**WORK INSTRUCTIONS:**
1. In the article on the Regents' purchase of the old Madison hospital, what will pay for the building's purchase price?
2. Extend the article on the Regents' purchase of the old Madison hospital, picking up right after its final sentence.

A great building shell game moves one step closer to reality this week as the Board of Regents takes up at its Aberdeen meeting today the plan to buy the old Madison hospital for $1.6 million. According to Agenda Item 6-F, the Board will consider authorizing its exec to sign the purchase agreement that will allow the state to acquire the hospital, which sits at the northeast edge of the main campus.
The Madison Community Hospital is moving operations to the south side of town to a new 110,000-square-foot, $36.8-million facility. The Regents will spend $7.5 million renovating the hospital into student housing and a “Learning Engagement Center.” (Funny: when I’m on campus, I feel engaged in learning all over the place, but I guess we need a center for that engagement now.) According to DSU’s 2020 strategic plan, “Learning Engagement Center” means a central location for academic advising and tutoring.
The Regents are acquiring the building for free: the purchase price is covered by a grant from the Great Plains Education Foundation (ah, old student loan interest at work!). The renovation dollars will come from bonds.

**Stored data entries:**
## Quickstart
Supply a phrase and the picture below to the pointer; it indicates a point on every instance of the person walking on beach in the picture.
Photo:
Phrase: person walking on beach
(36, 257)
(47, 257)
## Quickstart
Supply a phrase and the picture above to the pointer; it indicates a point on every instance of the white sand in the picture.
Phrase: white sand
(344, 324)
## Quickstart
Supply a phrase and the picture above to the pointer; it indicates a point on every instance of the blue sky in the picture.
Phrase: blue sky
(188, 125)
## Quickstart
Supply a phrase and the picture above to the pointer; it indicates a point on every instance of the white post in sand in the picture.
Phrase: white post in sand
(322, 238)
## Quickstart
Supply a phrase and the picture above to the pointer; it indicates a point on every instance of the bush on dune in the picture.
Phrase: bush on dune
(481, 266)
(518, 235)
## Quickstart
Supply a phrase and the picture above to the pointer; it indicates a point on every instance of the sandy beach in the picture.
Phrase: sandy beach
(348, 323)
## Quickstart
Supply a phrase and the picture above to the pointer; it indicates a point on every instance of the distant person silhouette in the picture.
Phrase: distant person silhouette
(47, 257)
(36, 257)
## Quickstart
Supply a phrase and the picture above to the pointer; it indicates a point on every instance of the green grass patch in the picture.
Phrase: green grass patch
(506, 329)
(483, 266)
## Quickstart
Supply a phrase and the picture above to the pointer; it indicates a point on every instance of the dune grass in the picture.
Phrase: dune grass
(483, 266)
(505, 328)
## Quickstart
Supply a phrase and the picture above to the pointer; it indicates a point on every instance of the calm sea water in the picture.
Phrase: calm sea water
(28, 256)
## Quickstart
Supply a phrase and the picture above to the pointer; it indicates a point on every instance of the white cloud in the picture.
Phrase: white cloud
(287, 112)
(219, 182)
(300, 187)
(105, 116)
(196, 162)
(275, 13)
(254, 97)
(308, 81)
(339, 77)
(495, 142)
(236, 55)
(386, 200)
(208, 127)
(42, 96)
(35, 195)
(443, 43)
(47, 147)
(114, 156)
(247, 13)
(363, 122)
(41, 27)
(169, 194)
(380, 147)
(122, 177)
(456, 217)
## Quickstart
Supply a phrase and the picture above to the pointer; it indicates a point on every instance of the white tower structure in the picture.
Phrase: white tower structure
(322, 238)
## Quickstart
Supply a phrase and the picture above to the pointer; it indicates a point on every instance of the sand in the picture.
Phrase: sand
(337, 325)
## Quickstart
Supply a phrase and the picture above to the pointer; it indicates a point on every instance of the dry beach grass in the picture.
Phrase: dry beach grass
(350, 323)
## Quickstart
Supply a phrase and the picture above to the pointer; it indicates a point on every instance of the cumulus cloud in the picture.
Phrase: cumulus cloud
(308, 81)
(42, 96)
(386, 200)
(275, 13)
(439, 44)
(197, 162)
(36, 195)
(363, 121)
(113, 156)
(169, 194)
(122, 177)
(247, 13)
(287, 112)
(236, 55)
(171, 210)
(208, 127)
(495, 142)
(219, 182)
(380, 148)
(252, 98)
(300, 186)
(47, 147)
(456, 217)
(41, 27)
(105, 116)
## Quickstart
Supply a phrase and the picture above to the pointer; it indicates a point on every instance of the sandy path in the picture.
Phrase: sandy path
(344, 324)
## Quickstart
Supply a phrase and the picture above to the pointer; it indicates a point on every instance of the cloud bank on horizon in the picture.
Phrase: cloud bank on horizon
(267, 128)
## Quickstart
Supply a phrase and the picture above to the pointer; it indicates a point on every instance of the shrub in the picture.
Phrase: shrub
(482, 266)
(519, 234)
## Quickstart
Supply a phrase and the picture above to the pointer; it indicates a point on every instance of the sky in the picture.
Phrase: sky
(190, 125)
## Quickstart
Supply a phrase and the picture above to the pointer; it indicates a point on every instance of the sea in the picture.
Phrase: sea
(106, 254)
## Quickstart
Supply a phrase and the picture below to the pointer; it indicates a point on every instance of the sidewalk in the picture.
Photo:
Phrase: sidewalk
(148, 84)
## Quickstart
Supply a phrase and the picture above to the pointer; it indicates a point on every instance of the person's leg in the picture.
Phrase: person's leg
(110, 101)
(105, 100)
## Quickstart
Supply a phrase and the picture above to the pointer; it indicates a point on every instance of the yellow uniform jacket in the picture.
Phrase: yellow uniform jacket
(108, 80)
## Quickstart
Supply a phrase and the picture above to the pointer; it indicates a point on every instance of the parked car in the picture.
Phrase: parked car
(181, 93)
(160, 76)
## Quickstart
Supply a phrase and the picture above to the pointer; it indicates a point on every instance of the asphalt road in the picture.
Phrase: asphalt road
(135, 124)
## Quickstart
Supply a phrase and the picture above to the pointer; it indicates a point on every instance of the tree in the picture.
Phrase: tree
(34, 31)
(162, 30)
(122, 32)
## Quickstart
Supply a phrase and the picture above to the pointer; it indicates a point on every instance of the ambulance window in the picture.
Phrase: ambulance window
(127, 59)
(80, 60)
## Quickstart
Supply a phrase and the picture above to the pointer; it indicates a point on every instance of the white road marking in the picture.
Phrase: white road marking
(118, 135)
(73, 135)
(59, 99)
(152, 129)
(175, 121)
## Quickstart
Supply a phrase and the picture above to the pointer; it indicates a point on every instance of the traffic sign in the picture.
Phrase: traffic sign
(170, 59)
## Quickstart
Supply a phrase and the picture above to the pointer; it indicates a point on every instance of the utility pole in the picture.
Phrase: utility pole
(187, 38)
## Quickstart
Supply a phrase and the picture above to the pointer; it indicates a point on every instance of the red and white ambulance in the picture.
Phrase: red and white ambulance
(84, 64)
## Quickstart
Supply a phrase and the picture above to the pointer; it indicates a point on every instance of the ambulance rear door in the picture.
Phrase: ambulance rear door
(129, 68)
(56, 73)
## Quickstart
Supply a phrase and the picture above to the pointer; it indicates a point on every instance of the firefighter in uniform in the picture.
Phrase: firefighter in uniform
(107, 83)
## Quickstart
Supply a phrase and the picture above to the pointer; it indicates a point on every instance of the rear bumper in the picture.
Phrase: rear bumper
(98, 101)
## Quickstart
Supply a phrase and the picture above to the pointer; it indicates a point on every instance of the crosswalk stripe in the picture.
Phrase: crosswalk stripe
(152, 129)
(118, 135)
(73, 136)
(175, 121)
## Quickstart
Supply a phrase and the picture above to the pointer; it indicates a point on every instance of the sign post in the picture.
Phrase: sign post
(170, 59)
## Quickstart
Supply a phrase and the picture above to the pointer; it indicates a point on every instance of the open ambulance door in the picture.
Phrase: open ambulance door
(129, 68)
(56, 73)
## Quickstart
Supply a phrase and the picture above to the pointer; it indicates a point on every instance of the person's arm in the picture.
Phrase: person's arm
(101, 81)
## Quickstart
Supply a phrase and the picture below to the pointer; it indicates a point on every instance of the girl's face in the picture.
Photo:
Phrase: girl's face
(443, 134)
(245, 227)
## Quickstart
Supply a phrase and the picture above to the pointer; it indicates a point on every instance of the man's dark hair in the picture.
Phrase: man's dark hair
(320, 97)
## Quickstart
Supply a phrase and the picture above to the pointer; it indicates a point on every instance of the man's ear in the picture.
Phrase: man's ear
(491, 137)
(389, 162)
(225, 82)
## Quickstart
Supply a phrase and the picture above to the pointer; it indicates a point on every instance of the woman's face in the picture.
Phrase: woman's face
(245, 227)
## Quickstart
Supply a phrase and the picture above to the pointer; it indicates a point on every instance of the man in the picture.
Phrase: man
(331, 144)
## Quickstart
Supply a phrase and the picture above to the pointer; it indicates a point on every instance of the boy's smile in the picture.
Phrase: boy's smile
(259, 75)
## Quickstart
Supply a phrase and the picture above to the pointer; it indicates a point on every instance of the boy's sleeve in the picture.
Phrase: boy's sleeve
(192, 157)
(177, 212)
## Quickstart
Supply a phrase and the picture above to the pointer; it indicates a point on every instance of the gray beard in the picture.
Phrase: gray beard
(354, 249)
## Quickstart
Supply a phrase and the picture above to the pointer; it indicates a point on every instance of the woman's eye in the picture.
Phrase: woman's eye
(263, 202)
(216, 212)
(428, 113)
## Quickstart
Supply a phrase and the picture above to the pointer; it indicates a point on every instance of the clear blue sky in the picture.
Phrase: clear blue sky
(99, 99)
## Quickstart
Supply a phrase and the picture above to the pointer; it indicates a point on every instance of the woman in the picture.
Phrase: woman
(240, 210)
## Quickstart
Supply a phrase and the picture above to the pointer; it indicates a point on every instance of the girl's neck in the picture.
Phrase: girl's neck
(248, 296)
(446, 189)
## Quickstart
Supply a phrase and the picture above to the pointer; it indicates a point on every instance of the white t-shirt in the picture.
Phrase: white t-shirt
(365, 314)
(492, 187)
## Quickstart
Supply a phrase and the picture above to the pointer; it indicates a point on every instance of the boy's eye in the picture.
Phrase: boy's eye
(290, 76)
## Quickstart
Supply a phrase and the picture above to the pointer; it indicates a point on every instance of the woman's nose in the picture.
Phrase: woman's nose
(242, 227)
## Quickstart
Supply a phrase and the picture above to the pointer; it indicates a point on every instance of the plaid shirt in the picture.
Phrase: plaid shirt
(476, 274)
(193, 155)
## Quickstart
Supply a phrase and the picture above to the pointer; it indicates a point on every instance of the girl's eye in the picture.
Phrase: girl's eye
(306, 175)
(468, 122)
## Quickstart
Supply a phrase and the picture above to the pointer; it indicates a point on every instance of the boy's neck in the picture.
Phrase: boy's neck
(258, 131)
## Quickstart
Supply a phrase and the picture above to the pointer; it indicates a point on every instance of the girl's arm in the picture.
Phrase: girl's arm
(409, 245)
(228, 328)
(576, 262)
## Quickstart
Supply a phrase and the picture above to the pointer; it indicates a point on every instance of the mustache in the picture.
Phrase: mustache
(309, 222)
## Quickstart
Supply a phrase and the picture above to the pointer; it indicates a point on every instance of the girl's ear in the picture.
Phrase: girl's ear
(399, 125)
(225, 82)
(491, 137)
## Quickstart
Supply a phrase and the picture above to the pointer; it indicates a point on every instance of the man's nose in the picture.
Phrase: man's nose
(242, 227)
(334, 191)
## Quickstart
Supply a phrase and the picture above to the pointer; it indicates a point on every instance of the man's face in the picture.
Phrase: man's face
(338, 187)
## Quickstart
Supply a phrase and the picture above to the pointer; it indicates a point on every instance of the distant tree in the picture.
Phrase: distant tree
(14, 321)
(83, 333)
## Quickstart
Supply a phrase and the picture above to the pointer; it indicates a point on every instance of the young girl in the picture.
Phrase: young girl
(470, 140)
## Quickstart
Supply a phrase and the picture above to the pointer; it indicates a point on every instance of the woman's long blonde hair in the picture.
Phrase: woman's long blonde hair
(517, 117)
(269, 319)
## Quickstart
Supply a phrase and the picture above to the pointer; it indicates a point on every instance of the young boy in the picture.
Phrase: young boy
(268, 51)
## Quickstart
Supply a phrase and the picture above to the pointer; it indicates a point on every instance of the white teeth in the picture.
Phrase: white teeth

**RESPONSES TO THE EXERCISE:**
1. A grant from the Great Plains Education Foundation.

2.
Remember, this is the second time DSU has twinned its expansion with the Madison hospital. The Regents did the same thing in the 1960s, when the Madison hospital built the facility the Regents are now buying and moved out of what the Regents then purchased and turned into Heston Hall, which is now the DSU administrative building. Heston Hall and the new DSU housing/tutoring center sit kitty-wampus from each other at Washington Avenue and 8th Street.
GO DSU
If you have not been on campus in the past 10 years or so, the beautification that Pres Knowlton undertook is great, so I invite you to campus. I will give you a tour, just email me. Then, I want you to set you email reminder for May of 2018 because, We have emerged from the post-Borofsky purge, we are slowly healing, our residence halls are full, and I believe we will be hiring some great new administrators to serve with President Griffiths. The new/old hospital will be transformed, the Beacom Institute of Technology will be built, and an amazing transformation of the Trojan Center will be done. This is not you grand parents General Beadle any longer. Our security programs grew almost 20% this year. We have a mission and we are fulfilling it. As Porter said, Go DSU, and we are. And yes Corey we do want to have alcohol :-)
Good to hear that optimism, Wayne! Now tell me how selling alcohol advances the Regental mission at DSU.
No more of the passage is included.